데이터셋의 행

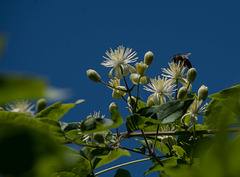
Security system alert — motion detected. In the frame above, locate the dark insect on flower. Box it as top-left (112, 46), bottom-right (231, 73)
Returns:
top-left (171, 53), bottom-right (192, 69)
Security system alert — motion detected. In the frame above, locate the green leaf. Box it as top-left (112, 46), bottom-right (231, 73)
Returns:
top-left (203, 99), bottom-right (238, 129)
top-left (0, 119), bottom-right (59, 177)
top-left (114, 168), bottom-right (131, 177)
top-left (94, 149), bottom-right (130, 169)
top-left (172, 145), bottom-right (186, 157)
top-left (126, 114), bottom-right (161, 133)
top-left (34, 100), bottom-right (83, 120)
top-left (208, 85), bottom-right (240, 100)
top-left (38, 118), bottom-right (68, 143)
top-left (0, 75), bottom-right (46, 105)
top-left (81, 108), bottom-right (124, 134)
top-left (156, 141), bottom-right (171, 155)
top-left (144, 157), bottom-right (179, 175)
top-left (51, 149), bottom-right (91, 177)
top-left (59, 121), bottom-right (81, 133)
top-left (135, 138), bottom-right (153, 148)
top-left (138, 99), bottom-right (193, 124)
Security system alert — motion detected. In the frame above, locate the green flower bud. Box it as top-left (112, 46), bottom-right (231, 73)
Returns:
top-left (147, 95), bottom-right (154, 106)
top-left (109, 102), bottom-right (118, 112)
top-left (144, 51), bottom-right (154, 66)
top-left (187, 68), bottom-right (197, 83)
top-left (130, 73), bottom-right (140, 85)
top-left (127, 96), bottom-right (137, 108)
top-left (139, 75), bottom-right (150, 84)
top-left (190, 115), bottom-right (198, 124)
top-left (36, 98), bottom-right (47, 112)
top-left (112, 89), bottom-right (122, 100)
top-left (93, 132), bottom-right (105, 144)
top-left (130, 73), bottom-right (150, 85)
top-left (87, 69), bottom-right (101, 82)
top-left (198, 85), bottom-right (208, 101)
top-left (136, 61), bottom-right (148, 76)
top-left (177, 87), bottom-right (187, 100)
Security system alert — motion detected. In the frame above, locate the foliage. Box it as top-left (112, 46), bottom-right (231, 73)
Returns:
top-left (0, 46), bottom-right (240, 177)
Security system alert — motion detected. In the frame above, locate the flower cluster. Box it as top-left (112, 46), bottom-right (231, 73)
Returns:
top-left (87, 46), bottom-right (208, 124)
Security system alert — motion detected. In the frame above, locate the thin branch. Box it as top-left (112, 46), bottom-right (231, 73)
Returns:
top-left (95, 158), bottom-right (151, 176)
top-left (116, 128), bottom-right (240, 137)
top-left (65, 135), bottom-right (101, 148)
top-left (152, 124), bottom-right (159, 152)
top-left (119, 146), bottom-right (146, 155)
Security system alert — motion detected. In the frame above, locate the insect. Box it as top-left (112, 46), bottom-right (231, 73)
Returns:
top-left (171, 53), bottom-right (192, 69)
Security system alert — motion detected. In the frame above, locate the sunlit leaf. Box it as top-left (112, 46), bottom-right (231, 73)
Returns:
top-left (138, 99), bottom-right (193, 124)
top-left (34, 99), bottom-right (84, 120)
top-left (51, 148), bottom-right (91, 177)
top-left (204, 99), bottom-right (238, 129)
top-left (0, 121), bottom-right (59, 177)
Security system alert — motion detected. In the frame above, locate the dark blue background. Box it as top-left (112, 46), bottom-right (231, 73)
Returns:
top-left (0, 0), bottom-right (240, 176)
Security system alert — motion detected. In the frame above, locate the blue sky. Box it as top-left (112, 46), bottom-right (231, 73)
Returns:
top-left (0, 0), bottom-right (240, 176)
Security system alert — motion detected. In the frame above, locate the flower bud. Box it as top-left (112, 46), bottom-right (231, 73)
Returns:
top-left (112, 89), bottom-right (122, 100)
top-left (127, 96), bottom-right (137, 108)
top-left (93, 132), bottom-right (105, 144)
top-left (87, 69), bottom-right (101, 82)
top-left (198, 85), bottom-right (208, 101)
top-left (144, 51), bottom-right (154, 66)
top-left (139, 75), bottom-right (150, 84)
top-left (130, 73), bottom-right (150, 85)
top-left (187, 68), bottom-right (197, 83)
top-left (36, 98), bottom-right (47, 112)
top-left (177, 87), bottom-right (187, 100)
top-left (147, 95), bottom-right (154, 106)
top-left (190, 115), bottom-right (198, 124)
top-left (109, 102), bottom-right (118, 112)
top-left (136, 61), bottom-right (148, 76)
top-left (130, 73), bottom-right (140, 85)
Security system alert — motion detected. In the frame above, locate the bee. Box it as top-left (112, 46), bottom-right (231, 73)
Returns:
top-left (171, 53), bottom-right (192, 69)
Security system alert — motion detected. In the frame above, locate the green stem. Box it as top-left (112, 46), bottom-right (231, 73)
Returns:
top-left (175, 79), bottom-right (178, 99)
top-left (152, 124), bottom-right (159, 152)
top-left (119, 145), bottom-right (146, 155)
top-left (190, 124), bottom-right (196, 165)
top-left (99, 81), bottom-right (128, 92)
top-left (141, 129), bottom-right (152, 154)
top-left (95, 158), bottom-right (151, 176)
top-left (134, 77), bottom-right (141, 111)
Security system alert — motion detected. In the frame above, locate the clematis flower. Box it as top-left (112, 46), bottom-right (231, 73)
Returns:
top-left (143, 76), bottom-right (175, 105)
top-left (158, 125), bottom-right (177, 149)
top-left (101, 46), bottom-right (138, 79)
top-left (162, 62), bottom-right (191, 89)
top-left (6, 100), bottom-right (35, 116)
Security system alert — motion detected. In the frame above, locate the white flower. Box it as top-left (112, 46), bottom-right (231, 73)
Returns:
top-left (162, 62), bottom-right (191, 87)
top-left (158, 125), bottom-right (177, 149)
top-left (144, 76), bottom-right (175, 105)
top-left (7, 100), bottom-right (35, 116)
top-left (101, 46), bottom-right (138, 79)
top-left (87, 111), bottom-right (105, 118)
top-left (181, 99), bottom-right (208, 124)
top-left (109, 78), bottom-right (127, 99)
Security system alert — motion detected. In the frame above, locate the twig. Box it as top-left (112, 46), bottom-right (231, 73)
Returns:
top-left (116, 128), bottom-right (240, 137)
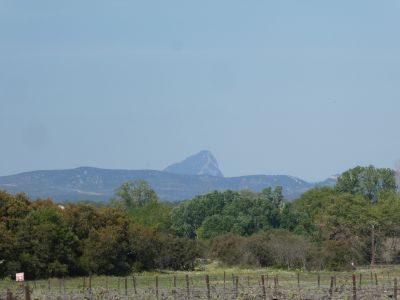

* **과제 목표**: 위 기록에서 "leaf"라는 단어가 들어 있는 줄을 모두 골라 옮겨 적으십시오.

* **문제 풀이**:
Security system alert — motion detected. In the frame above, locate the green leaf. Box it as top-left (112, 46), bottom-right (231, 73)
Security system alert — motion detected. In the frame above, locate the sunlit leaf. Box it as top-left (112, 46), bottom-right (231, 73)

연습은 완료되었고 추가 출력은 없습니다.